◆ **Page extract**:
= = = =

CLASS ACTION SETTLEMENTS
Aetna Class Action Settlement Information
MSSNY Position on This Settlement:
As a plaintiff in an action against Aetna the Medical Society of the State of New York supports the settlement. As such the Medical Society of the State of New York urges all physicians to review the material and participate in the settlement.
Major benefits of the settlement include:
- Application of generally accepted medical standards determining medical necessity.
- Agreement on a nationally recognized and physician-approved set of rules governing claims coding and grouping procedures (i.e., no more automatic downcoding of E&M codes, and agreement to use coding rules based on AMA CPT guidelines concerning bundling, modifiers and global periods).
- A joint effort to develop a claims-editing software package that incorporates physician- and industry-accepted claims coding and grouping procedures.
- Increased electronic connectivity and direct, web-enabled access to Aetna systems to verify reimbursement information and track claims.
- Allowing physicians to access a Medical Necessity External Review Process administered by a Medical Necessity Independent Review Organization, to review and challenge Aetna’s medical necessity denials;
- Creation of an independent external review board for resolving disputes with physicians concerning many common billing disputes.
- Payment of $100 million to physicians.
- Payment of $20 million to fund a foundation, to be controlled by the state societies participating in the case, to support initiative to enhance physicians’ ability to focus on the health care of their patients.
Because the Medical Society of the State of New York is part of the settlement, we can represent physician members who have future disagreements with Aetna through a compliance dispute process for violations of the terms of the settlement as well as violations of state law relating to such terms. Those physicians who choose to opt out of the class will not find this compliance dispute process available to them.
Although the payment to physicians is nominal and will be made in accordance with the formula set forth in the agreement, the precedent set by the settlement is extremely valuable in terms of future Aetna behavior and as other class action cases proceed – either to trial or negotiated settlements – and the rules of the claims submission/ processing game are revised.
For more information about the settlement or for another copy of the claim form (some packets apparently were missing this simple form) go to www.milberg.com.
We hope to have a list of frequently asked questions and answers about the settlement on the Medical Society of the State of New York Website this week.

= = = =

Referring expression pointing data:
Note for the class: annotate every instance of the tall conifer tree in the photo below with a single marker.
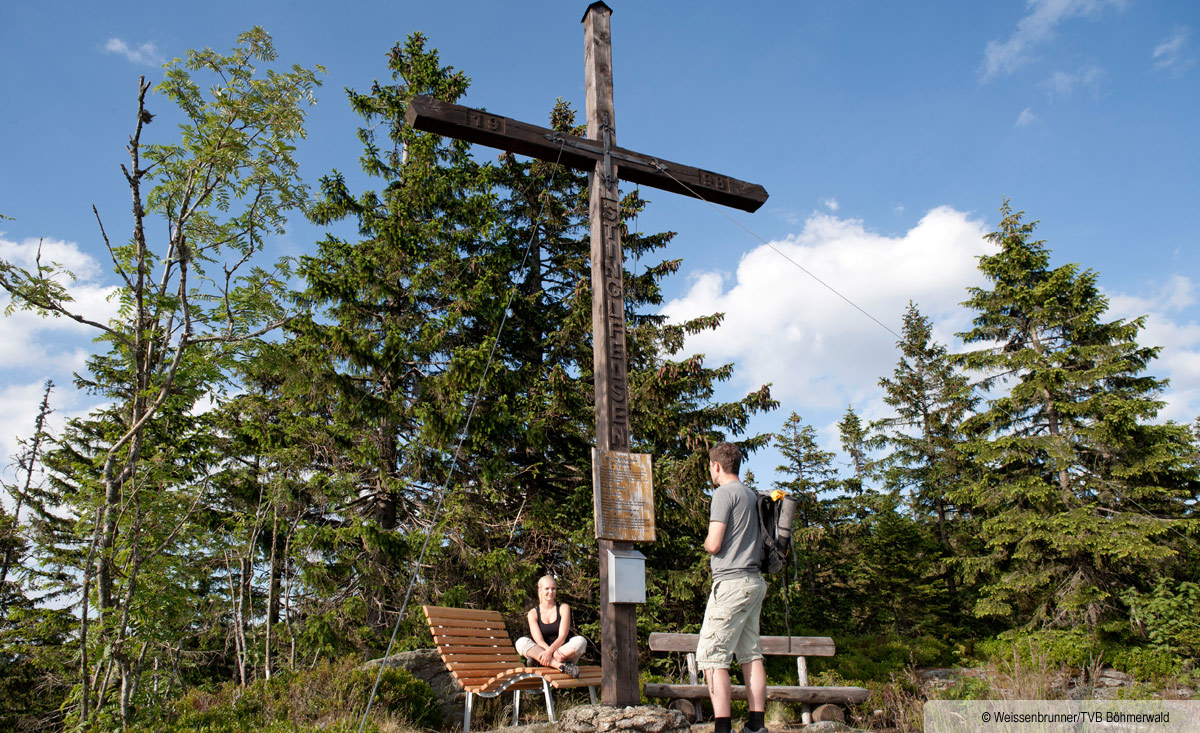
(1077, 488)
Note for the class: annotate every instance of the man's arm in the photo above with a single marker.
(715, 536)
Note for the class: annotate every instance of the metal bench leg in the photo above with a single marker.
(550, 700)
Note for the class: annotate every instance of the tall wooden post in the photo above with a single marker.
(618, 622)
(599, 154)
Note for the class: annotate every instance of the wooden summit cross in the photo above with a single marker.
(599, 154)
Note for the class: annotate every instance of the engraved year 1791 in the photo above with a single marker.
(485, 121)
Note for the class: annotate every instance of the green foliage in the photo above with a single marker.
(1146, 664)
(330, 694)
(880, 656)
(1169, 616)
(1048, 647)
(1073, 485)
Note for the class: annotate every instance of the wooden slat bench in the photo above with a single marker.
(772, 646)
(478, 653)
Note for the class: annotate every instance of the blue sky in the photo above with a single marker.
(887, 136)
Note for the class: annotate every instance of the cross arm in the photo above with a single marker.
(505, 133)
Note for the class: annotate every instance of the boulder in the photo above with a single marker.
(599, 719)
(828, 712)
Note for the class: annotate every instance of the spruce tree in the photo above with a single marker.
(931, 400)
(1078, 490)
(816, 581)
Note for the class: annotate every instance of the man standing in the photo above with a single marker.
(731, 619)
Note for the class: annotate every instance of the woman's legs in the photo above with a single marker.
(571, 650)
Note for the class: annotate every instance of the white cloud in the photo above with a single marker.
(145, 54)
(1170, 55)
(1061, 83)
(784, 328)
(1038, 26)
(19, 403)
(33, 341)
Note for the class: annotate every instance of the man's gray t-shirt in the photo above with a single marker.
(741, 554)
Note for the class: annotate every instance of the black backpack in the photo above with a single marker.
(777, 511)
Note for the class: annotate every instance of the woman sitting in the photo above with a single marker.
(550, 624)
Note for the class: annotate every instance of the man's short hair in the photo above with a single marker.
(727, 455)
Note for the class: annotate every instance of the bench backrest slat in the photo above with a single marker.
(774, 646)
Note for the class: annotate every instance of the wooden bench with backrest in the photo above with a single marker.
(799, 647)
(477, 650)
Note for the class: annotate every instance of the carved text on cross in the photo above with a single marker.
(599, 154)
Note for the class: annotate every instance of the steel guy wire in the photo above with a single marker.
(778, 251)
(861, 310)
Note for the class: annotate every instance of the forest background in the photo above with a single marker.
(1026, 485)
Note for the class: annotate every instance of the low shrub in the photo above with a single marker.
(328, 697)
(879, 658)
(1146, 665)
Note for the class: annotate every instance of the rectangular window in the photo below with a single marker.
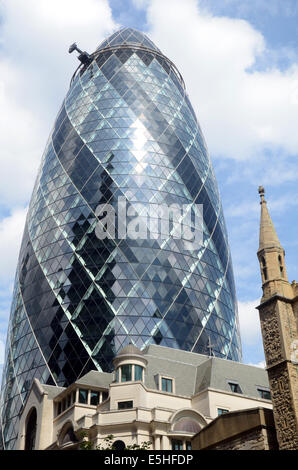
(83, 396)
(94, 398)
(264, 393)
(139, 373)
(235, 388)
(177, 445)
(167, 385)
(188, 445)
(124, 405)
(68, 400)
(126, 373)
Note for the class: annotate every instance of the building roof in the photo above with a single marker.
(95, 378)
(52, 390)
(192, 372)
(128, 36)
(130, 349)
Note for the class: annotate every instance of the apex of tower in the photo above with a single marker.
(268, 236)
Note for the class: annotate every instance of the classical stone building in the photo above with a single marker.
(160, 395)
(278, 316)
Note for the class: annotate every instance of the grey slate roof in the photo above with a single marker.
(52, 390)
(192, 372)
(96, 379)
(195, 372)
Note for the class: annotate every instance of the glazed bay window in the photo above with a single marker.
(126, 373)
(125, 405)
(129, 373)
(94, 398)
(138, 373)
(264, 393)
(167, 385)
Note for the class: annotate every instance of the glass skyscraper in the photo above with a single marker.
(125, 129)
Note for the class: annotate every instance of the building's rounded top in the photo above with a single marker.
(130, 349)
(127, 36)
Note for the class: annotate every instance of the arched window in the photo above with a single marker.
(30, 435)
(69, 436)
(119, 445)
(187, 425)
(264, 268)
(281, 266)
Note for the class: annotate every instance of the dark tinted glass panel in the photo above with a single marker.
(126, 128)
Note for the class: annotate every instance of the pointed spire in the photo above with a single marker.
(268, 235)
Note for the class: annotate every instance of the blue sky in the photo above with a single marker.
(239, 59)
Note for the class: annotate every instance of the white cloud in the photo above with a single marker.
(261, 364)
(35, 71)
(2, 350)
(241, 112)
(249, 323)
(11, 230)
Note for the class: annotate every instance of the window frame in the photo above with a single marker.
(239, 389)
(264, 390)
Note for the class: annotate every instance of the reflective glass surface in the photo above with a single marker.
(125, 129)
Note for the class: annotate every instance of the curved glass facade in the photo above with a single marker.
(125, 129)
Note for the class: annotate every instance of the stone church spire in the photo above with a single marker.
(278, 318)
(271, 255)
(268, 235)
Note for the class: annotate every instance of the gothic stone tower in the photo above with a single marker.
(278, 315)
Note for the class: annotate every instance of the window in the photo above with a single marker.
(68, 400)
(264, 393)
(83, 396)
(167, 385)
(124, 405)
(94, 398)
(126, 375)
(138, 373)
(177, 445)
(31, 430)
(119, 445)
(235, 387)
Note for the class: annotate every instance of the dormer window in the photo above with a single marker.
(235, 387)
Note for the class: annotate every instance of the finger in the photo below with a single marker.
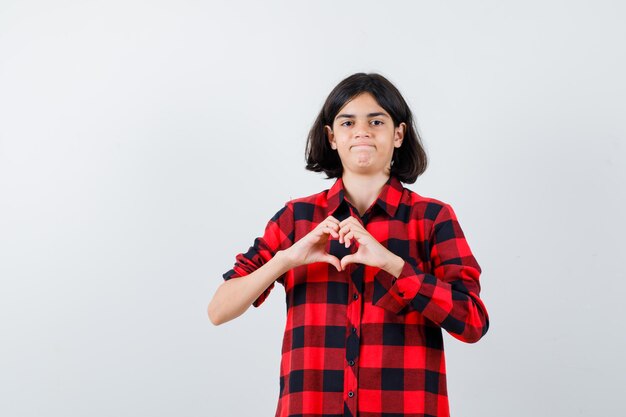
(348, 259)
(348, 237)
(333, 260)
(332, 220)
(342, 233)
(329, 230)
(349, 220)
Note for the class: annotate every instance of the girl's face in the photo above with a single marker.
(364, 136)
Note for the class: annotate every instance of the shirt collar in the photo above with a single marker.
(388, 199)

= = = =

From the Aetna settlement page, reproduce everything from "- A joint effort" down to "million to physicians.".

◆ **Result**:
- A joint effort to develop a claims-editing software package that incorporates physician- and industry-accepted claims coding and grouping procedures.
- Increased electronic connectivity and direct, web-enabled access to Aetna systems to verify reimbursement information and track claims.
- Allowing physicians to access a Medical Necessity External Review Process administered by a Medical Necessity Independent Review Organization, to review and challenge Aetna’s medical necessity denials;
- Creation of an independent external review board for resolving disputes with physicians concerning many common billing disputes.
- Payment of $100 million to physicians.